PROMPT.
Copy the lines of the material below word for word, from the line with "search: overcast sky" to the line with "top-left (0, 0), bottom-right (44, 104)", both included.

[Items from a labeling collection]
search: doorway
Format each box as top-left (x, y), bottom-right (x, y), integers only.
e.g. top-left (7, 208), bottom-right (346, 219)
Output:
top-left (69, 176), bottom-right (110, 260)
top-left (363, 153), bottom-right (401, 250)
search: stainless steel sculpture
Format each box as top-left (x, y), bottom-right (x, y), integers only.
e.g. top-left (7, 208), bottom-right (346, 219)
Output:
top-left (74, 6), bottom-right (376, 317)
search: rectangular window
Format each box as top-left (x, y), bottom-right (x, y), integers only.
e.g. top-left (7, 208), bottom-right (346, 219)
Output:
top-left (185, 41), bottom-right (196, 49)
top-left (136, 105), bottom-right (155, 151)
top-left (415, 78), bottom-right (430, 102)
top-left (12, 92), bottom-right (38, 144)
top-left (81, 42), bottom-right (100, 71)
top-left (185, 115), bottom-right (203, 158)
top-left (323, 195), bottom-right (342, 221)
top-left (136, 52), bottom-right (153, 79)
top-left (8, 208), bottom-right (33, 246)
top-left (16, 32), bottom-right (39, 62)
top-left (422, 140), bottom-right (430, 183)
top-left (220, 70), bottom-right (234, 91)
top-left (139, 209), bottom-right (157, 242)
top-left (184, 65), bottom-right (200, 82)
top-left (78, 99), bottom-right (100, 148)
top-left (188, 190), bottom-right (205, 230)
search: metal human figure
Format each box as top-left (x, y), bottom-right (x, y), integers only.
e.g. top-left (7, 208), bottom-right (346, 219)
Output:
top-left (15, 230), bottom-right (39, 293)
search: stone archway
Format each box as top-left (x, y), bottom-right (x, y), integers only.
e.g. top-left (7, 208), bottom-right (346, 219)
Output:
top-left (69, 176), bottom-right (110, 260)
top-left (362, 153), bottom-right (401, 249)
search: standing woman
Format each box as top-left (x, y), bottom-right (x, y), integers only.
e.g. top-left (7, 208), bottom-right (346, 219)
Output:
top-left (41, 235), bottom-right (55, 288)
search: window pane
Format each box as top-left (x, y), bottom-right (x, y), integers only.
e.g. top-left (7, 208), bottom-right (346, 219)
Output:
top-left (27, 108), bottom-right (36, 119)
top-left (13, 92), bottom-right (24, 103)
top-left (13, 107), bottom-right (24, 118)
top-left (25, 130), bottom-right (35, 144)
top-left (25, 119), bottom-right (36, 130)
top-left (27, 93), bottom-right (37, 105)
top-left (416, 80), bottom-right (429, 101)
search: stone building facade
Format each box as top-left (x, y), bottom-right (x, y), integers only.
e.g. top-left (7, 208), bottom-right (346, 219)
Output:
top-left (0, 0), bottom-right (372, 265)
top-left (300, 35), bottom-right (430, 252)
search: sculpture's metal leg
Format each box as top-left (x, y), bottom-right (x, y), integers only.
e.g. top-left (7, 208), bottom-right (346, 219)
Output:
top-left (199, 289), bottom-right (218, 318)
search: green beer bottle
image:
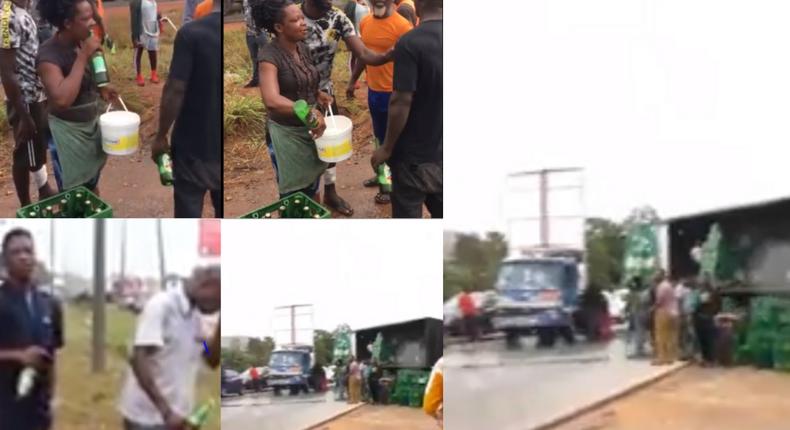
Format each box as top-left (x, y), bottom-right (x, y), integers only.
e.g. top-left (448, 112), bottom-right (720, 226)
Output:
top-left (294, 100), bottom-right (318, 130)
top-left (186, 400), bottom-right (214, 428)
top-left (378, 163), bottom-right (392, 193)
top-left (156, 154), bottom-right (173, 187)
top-left (91, 31), bottom-right (110, 88)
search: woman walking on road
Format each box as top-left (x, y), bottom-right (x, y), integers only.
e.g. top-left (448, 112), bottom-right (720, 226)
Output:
top-left (348, 357), bottom-right (362, 405)
top-left (37, 0), bottom-right (118, 194)
top-left (250, 0), bottom-right (332, 197)
top-left (653, 273), bottom-right (678, 365)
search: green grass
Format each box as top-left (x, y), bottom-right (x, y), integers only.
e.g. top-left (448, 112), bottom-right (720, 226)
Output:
top-left (105, 5), bottom-right (181, 113)
top-left (55, 305), bottom-right (220, 430)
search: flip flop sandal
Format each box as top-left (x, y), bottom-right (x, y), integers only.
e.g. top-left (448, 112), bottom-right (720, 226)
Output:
top-left (376, 193), bottom-right (390, 205)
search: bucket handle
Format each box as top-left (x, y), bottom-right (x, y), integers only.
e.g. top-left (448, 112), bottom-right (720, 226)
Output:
top-left (329, 103), bottom-right (337, 128)
top-left (105, 95), bottom-right (129, 113)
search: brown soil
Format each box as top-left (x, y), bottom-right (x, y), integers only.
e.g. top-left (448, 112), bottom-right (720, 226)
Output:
top-left (224, 74), bottom-right (418, 218)
top-left (311, 405), bottom-right (440, 430)
top-left (554, 367), bottom-right (790, 430)
top-left (0, 1), bottom-right (213, 218)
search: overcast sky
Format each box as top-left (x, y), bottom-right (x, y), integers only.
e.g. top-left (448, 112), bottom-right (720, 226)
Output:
top-left (445, 0), bottom-right (790, 231)
top-left (222, 220), bottom-right (442, 337)
top-left (0, 219), bottom-right (209, 278)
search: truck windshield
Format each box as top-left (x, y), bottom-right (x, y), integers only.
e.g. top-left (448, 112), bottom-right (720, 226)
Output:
top-left (496, 261), bottom-right (565, 290)
top-left (269, 352), bottom-right (302, 367)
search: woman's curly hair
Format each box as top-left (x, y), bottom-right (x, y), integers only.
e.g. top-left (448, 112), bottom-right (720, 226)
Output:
top-left (250, 0), bottom-right (295, 34)
top-left (38, 0), bottom-right (95, 29)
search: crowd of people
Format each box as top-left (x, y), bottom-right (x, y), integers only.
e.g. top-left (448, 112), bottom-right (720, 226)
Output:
top-left (334, 357), bottom-right (391, 404)
top-left (0, 229), bottom-right (221, 430)
top-left (244, 0), bottom-right (443, 218)
top-left (0, 0), bottom-right (222, 217)
top-left (334, 356), bottom-right (444, 424)
top-left (627, 270), bottom-right (732, 366)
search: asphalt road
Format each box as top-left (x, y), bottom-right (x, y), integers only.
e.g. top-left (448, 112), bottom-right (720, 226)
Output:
top-left (222, 392), bottom-right (360, 430)
top-left (444, 339), bottom-right (688, 430)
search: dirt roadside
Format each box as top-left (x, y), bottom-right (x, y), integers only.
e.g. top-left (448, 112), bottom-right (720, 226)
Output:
top-left (553, 366), bottom-right (790, 430)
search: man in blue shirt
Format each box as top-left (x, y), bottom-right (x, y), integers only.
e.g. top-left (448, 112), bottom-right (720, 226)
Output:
top-left (0, 229), bottom-right (63, 430)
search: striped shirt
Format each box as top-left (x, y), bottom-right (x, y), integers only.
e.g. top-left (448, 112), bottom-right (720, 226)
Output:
top-left (0, 0), bottom-right (44, 104)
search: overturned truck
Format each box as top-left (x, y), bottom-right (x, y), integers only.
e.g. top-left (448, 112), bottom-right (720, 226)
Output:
top-left (662, 198), bottom-right (790, 299)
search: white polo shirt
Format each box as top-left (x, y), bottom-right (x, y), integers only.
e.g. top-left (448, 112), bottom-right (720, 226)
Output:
top-left (119, 287), bottom-right (205, 425)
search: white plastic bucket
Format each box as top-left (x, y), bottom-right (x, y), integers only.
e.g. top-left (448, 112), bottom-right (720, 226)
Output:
top-left (99, 101), bottom-right (140, 155)
top-left (315, 115), bottom-right (354, 163)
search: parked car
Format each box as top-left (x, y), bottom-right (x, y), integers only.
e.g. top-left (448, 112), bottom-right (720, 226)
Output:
top-left (603, 288), bottom-right (628, 324)
top-left (220, 369), bottom-right (244, 397)
top-left (239, 366), bottom-right (269, 391)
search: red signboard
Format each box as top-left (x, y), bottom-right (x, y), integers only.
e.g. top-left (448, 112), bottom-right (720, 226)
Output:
top-left (198, 219), bottom-right (221, 257)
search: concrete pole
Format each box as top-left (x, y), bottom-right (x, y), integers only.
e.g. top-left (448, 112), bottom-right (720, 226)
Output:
top-left (91, 219), bottom-right (106, 373)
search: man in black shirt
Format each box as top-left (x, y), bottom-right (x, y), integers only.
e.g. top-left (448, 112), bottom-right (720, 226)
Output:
top-left (0, 229), bottom-right (63, 430)
top-left (152, 1), bottom-right (222, 218)
top-left (370, 0), bottom-right (443, 218)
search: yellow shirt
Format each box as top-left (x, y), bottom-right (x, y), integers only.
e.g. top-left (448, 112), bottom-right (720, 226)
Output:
top-left (422, 358), bottom-right (444, 424)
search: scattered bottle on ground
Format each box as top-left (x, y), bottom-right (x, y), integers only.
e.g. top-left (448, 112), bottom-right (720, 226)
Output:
top-left (91, 31), bottom-right (110, 88)
top-left (156, 154), bottom-right (173, 187)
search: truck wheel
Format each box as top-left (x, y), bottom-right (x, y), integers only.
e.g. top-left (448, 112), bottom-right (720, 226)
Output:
top-left (538, 327), bottom-right (557, 348)
top-left (505, 331), bottom-right (521, 349)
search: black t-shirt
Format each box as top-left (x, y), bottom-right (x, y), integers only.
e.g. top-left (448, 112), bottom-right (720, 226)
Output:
top-left (390, 20), bottom-right (443, 164)
top-left (170, 12), bottom-right (222, 190)
top-left (0, 282), bottom-right (63, 428)
top-left (36, 37), bottom-right (99, 121)
top-left (258, 41), bottom-right (321, 127)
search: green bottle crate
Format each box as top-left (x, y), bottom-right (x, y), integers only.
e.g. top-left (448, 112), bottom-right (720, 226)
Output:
top-left (241, 192), bottom-right (332, 219)
top-left (16, 187), bottom-right (112, 218)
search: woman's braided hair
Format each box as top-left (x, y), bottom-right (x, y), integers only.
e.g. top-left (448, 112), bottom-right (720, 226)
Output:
top-left (38, 0), bottom-right (93, 29)
top-left (250, 0), bottom-right (294, 35)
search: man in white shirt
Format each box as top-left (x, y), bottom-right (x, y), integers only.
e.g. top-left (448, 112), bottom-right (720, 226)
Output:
top-left (120, 265), bottom-right (221, 430)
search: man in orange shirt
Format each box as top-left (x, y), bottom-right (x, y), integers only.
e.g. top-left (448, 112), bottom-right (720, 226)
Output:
top-left (422, 358), bottom-right (444, 428)
top-left (395, 0), bottom-right (420, 27)
top-left (458, 288), bottom-right (477, 342)
top-left (346, 0), bottom-right (413, 204)
top-left (194, 0), bottom-right (214, 19)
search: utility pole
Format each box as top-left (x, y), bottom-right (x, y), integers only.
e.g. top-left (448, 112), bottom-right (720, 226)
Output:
top-left (274, 305), bottom-right (313, 345)
top-left (121, 220), bottom-right (126, 282)
top-left (92, 219), bottom-right (105, 373)
top-left (49, 218), bottom-right (55, 295)
top-left (156, 219), bottom-right (166, 291)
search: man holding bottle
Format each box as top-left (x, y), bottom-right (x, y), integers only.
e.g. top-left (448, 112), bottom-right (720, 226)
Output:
top-left (346, 0), bottom-right (413, 204)
top-left (151, 1), bottom-right (222, 218)
top-left (120, 266), bottom-right (220, 430)
top-left (0, 229), bottom-right (63, 430)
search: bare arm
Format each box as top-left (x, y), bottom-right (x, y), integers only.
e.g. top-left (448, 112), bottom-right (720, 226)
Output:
top-left (258, 61), bottom-right (296, 117)
top-left (343, 36), bottom-right (392, 66)
top-left (151, 78), bottom-right (187, 162)
top-left (384, 91), bottom-right (414, 153)
top-left (38, 37), bottom-right (99, 110)
top-left (130, 346), bottom-right (172, 417)
top-left (348, 57), bottom-right (365, 98)
top-left (0, 49), bottom-right (30, 116)
top-left (398, 4), bottom-right (417, 27)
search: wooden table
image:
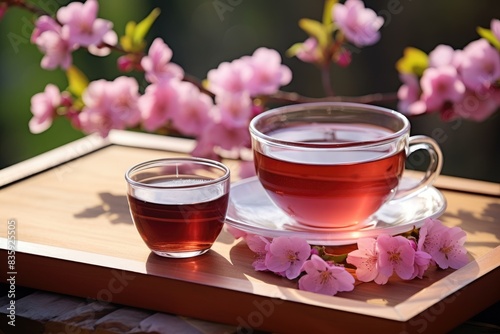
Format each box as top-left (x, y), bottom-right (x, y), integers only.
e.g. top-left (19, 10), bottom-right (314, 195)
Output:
top-left (0, 131), bottom-right (500, 333)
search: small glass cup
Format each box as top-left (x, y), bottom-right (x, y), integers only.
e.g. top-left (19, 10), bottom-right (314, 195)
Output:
top-left (125, 157), bottom-right (230, 258)
top-left (249, 102), bottom-right (442, 228)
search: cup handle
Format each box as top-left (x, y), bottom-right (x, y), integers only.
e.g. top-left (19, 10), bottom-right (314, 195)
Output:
top-left (392, 136), bottom-right (443, 200)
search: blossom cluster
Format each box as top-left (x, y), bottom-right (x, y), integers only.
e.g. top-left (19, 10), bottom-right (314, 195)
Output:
top-left (0, 0), bottom-right (500, 166)
top-left (229, 218), bottom-right (469, 295)
top-left (398, 19), bottom-right (500, 121)
top-left (25, 0), bottom-right (292, 160)
top-left (288, 0), bottom-right (384, 69)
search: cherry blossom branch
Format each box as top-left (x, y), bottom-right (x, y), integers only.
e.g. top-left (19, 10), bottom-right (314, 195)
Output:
top-left (4, 0), bottom-right (50, 16)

COMPLETE OUTPUT.
search: overcast sky
Format each box as top-left (x, y), bottom-right (x, y), integers only.
e.g. top-left (448, 112), bottom-right (720, 226)
Output:
top-left (445, 0), bottom-right (790, 231)
top-left (222, 220), bottom-right (442, 337)
top-left (0, 219), bottom-right (209, 278)
search: truck windshield
Format each box as top-left (x, y), bottom-right (x, y), integers only.
e.g. top-left (448, 112), bottom-right (720, 226)
Output:
top-left (496, 261), bottom-right (565, 290)
top-left (269, 352), bottom-right (302, 367)
search: woman's curly hair
Format each box as top-left (x, y), bottom-right (x, y), integers only.
e.g. top-left (448, 112), bottom-right (720, 226)
Output:
top-left (250, 0), bottom-right (295, 34)
top-left (38, 0), bottom-right (95, 29)
search: crowd of people
Format each box as top-left (x, y), bottom-right (x, y), integers only.
e.g. top-left (448, 112), bottom-right (720, 226)
Output:
top-left (334, 357), bottom-right (391, 404)
top-left (0, 229), bottom-right (221, 430)
top-left (244, 0), bottom-right (443, 218)
top-left (0, 0), bottom-right (222, 217)
top-left (334, 356), bottom-right (444, 424)
top-left (627, 270), bottom-right (732, 366)
search: asphalt road
Format each box as top-left (x, y), bottom-right (x, y), integers only.
e.g. top-left (448, 112), bottom-right (720, 226)
Output:
top-left (222, 392), bottom-right (360, 430)
top-left (444, 339), bottom-right (688, 430)
search: dirt roadside
Format each box as top-left (x, y), bottom-right (x, y), integers only.
e.g. top-left (448, 112), bottom-right (720, 226)
Output:
top-left (553, 366), bottom-right (790, 430)
search: man in blue shirt
Format each box as top-left (x, y), bottom-right (x, y), integers only.
e.g. top-left (448, 112), bottom-right (720, 226)
Output:
top-left (0, 229), bottom-right (63, 430)
search: striped shirt
Format each box as top-left (x, y), bottom-right (x, y), integers only.
e.g. top-left (448, 112), bottom-right (720, 226)
Output:
top-left (0, 0), bottom-right (44, 104)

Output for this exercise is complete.